Short task:
Write the next part of the article on the Bush and Trump National Ocean Month proclamations, picking up after its last sentence.
:: Extract to read
In 2008, when President George W. Bush issued the traditional proclamation declaring June to be National Ocean Month, it was peppered with platitudes about America’s “precious waters” and included a shout out to the newly minted Papahānaumokuākea Marine National Monument he had established two years earlier.
The proclamation President Donald J. Trump issued on May 31 of this year—as Toronto Star Washington correspondent Daniel Dale pointed out on Twitter—took rather a different tone. Trump’s language kicks off by mentioning the “mighty oceans and their extraordinary resources.” It then bemoans how “underutilized” these resources are and how much more money the ocean could generate from energy extraction and increased fisheries production.
For decades, if not longer, ocean protection has been a bipartisan priority. Much of this harmony has been driven by recognizing that healthy oceans are a huge economic driver. From recreation and tourism to commercial fishing, healthy oceans and sustainable resources are massive money-makers for seaside states, cities, and towns. Both protecting and restoring coastal ecosystems provide huge financial payouts. For example, a 2014 Center for American Progress study found that every dollar invested by taxpayers in coastal restoration projects returned $15 in net economic benefits.
::::
:: Data rows
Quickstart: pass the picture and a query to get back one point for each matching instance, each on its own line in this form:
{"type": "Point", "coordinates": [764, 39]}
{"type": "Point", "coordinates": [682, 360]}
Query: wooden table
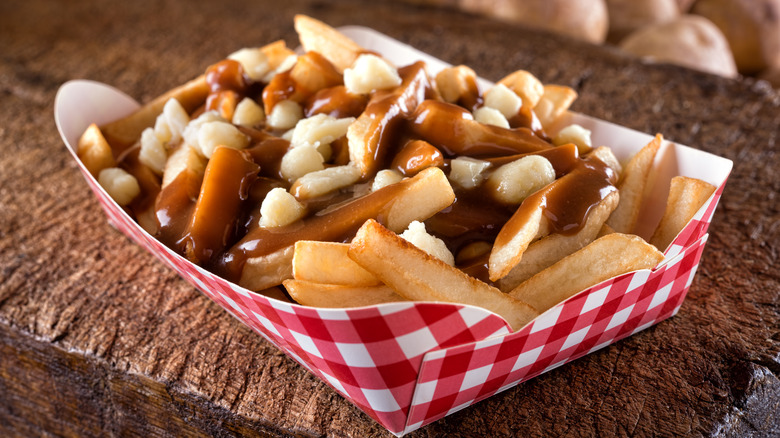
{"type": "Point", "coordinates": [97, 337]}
::::
:: Data rows
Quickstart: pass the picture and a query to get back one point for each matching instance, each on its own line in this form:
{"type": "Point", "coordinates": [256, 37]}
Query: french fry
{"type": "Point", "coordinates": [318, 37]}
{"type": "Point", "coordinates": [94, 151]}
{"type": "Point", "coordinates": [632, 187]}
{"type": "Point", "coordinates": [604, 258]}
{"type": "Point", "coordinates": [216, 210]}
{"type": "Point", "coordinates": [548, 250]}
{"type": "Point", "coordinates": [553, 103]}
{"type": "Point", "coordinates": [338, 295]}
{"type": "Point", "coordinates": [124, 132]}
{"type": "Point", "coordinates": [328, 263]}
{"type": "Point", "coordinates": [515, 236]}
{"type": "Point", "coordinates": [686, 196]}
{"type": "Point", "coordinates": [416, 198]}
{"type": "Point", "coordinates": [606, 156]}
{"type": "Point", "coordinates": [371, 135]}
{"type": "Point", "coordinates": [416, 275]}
::::
Result:
But now, President Trump is shifting that dynamic and driving a wedge into a heretofore harmonious policy arena. Here are five specific decisions that add up to a declaration of war by the current administration on healthy oceans and coasts:
Withdrawal from the Paris Agreement
President Trump has based his decision to reject the Paris Agreement on the false claim that its voluntary targets are somehow too onerous to swallow. In reality, this decision is both immoral and irrational. The implications of failing to act on climate change are already acutely felt in the world’s oceans.
Accelerating sea level rise will affect coastal communities around the globe—whether or not the administration continues suppressing statements of fact about the link between increased coastal flooding and our changing climate. Ocean acidification will continue to make life harder for oyster farmers in the Puget Sound and in estuarine areas on both coasts. And warming waters will continue to cause fish stocks to migrate into higher latitudes in search of colder water, putting at risk America’s commercial fishing industry and the very fabric of our coastal communities. Thus, President Trump’s fruitless yet highly touted effort to save roughly 75,000 coal jobs will inevitably result in huge employment losses among the ranks of the roughly 2.9 million non-minerals extraction-related jobs that comprise America’s coastal economy, according to a 2016 report from the National Ocean Economics Program.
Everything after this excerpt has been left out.